__Task to complete__: Scan the records for the word "clicks". Copy each line that includes it.
***
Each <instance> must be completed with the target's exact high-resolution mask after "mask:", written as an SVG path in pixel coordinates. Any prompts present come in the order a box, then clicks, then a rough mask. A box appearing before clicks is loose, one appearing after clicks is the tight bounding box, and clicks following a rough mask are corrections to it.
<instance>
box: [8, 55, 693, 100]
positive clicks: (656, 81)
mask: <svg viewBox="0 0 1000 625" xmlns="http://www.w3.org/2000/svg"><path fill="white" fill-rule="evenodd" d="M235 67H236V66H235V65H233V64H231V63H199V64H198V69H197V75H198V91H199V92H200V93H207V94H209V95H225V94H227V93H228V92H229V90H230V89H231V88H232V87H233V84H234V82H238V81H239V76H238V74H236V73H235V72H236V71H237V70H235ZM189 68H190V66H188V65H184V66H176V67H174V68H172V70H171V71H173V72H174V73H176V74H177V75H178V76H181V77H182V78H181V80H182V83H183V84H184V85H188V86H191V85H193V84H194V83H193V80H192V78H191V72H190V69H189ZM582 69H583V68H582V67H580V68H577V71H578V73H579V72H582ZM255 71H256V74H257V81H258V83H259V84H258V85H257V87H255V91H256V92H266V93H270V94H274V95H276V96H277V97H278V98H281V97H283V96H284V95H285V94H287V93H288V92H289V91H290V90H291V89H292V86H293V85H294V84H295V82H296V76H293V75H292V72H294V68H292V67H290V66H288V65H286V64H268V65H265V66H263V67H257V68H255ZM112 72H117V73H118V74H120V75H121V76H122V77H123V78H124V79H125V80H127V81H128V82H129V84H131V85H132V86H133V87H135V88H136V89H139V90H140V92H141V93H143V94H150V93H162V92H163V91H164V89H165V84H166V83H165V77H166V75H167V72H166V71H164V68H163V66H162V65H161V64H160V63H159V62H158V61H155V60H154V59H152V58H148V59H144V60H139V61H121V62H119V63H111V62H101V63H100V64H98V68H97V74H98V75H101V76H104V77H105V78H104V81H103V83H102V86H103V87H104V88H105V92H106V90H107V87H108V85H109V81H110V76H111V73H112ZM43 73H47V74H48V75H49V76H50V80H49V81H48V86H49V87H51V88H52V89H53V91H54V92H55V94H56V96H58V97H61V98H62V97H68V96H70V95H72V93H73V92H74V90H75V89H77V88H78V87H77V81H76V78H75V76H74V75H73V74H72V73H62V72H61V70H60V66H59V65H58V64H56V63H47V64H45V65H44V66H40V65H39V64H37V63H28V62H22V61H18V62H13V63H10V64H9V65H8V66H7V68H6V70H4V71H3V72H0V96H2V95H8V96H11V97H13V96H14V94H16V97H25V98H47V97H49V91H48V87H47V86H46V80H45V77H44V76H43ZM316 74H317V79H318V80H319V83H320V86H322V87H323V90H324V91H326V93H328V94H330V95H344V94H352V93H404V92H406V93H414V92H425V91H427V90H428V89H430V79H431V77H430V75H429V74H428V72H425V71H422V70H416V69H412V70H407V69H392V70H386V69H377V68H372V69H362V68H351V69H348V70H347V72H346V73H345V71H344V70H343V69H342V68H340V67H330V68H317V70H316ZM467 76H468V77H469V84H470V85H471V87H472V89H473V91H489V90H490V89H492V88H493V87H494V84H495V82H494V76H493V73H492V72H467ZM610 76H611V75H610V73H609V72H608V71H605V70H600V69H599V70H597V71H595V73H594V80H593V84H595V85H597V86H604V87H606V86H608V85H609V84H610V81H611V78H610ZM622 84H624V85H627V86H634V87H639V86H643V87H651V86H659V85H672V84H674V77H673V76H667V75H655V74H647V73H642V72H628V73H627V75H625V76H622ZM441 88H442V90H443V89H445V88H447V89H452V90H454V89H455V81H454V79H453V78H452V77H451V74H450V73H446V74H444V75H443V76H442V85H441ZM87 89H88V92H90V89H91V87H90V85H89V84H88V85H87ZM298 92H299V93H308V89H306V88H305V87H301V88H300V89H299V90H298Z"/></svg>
***
__Exercise output__:
Each <instance> must be completed with the target's exact high-resolution mask after "mask:", written as an SVG path in pixel coordinates. Any prompts present come in the order a box, then clicks, then a rough mask. A box appearing before clicks is loose, one appearing after clicks is the tight bounding box, and clicks following a rough mask are corrections to it.
positive clicks: (656, 81)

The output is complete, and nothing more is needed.